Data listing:
__________________________________________________
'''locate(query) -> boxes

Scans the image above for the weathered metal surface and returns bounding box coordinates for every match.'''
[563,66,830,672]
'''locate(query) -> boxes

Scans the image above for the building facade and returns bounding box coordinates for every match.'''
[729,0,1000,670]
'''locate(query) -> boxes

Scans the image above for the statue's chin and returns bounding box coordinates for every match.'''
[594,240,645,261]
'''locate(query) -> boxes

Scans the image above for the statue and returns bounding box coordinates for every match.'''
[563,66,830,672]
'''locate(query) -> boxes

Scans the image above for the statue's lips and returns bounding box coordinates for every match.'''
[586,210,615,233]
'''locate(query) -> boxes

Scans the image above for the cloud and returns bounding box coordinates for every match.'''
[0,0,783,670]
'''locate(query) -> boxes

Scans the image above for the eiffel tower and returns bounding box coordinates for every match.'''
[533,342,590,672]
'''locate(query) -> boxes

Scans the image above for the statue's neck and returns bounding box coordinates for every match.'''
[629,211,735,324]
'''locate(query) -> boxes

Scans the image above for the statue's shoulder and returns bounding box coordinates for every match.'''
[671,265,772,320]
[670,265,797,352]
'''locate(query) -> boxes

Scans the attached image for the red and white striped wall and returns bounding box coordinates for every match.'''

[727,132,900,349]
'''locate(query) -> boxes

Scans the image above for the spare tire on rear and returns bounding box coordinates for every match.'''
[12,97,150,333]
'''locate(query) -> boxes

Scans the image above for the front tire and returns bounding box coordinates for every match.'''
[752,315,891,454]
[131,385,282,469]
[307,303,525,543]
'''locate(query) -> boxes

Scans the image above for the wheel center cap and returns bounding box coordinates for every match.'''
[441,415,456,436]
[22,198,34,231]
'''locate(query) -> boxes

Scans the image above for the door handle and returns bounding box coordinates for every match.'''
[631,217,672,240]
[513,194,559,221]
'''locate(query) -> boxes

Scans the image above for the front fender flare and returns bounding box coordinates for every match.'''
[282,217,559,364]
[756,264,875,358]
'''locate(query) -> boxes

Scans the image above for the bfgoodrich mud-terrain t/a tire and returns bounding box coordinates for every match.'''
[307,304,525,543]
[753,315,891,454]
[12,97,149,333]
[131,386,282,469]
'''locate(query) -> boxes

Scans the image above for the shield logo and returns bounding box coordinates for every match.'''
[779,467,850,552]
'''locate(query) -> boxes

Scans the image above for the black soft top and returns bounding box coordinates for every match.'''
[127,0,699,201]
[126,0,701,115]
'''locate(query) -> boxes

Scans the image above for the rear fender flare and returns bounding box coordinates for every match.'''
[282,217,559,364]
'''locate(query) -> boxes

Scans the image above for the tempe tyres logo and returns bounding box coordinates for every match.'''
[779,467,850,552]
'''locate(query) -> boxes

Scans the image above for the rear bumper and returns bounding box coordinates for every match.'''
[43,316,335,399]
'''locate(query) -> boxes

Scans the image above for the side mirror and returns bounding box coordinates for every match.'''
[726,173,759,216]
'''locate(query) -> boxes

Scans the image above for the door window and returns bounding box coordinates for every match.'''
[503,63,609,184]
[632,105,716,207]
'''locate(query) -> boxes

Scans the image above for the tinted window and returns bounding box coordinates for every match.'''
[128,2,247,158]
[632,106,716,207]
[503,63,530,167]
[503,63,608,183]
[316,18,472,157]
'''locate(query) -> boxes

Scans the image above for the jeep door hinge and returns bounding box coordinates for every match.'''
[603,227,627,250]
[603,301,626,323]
__________________________________________________
* _WHAT TO DO_:
Please rewrite the items of the Data listing, starting at its first line and stopping after the line that contains "[629,211,735,324]". Keep every line, and offset each bounding box coordinate in the answers by -127.

* _CORRECT RESULT_:
'''locate(query) -> boxes

Scans the image above for the weathered metal surface and returns bounding box coordinates for every match.'''
[436,-61,703,545]
'''locate(query) -> boxes

Scans the image above for the building facade and returns bounding box coordinates for every match.'''
[602,-127,873,543]
'''locate(query) -> boxes

Scans the image above for the statue's chin and returns bounding box coordinates for every match.'''
[467,113,518,134]
'''locate(query) -> boxes

Scans the image above for the statue and returns bounding box coordinates for every match.'''
[436,-61,703,545]
'''locate(query) -> boxes

Scans the image above for the statue's lips and returns bounding box coordinates for every match.'''
[459,83,488,106]
'''locate(query) -> boxes

Scans the image above for the cloud and returns bounding box coordinates for every match.'''
[-127,-127,656,543]
'''locate(query) -> boxes

Scans the image above for the eiffel tower and returns bounding box coordinates for every match.'''
[406,215,463,545]
'''locate(query) -> boxes

Scans the image above for the statue's neck and returns bounding box coordinates for every match.'''
[502,84,608,197]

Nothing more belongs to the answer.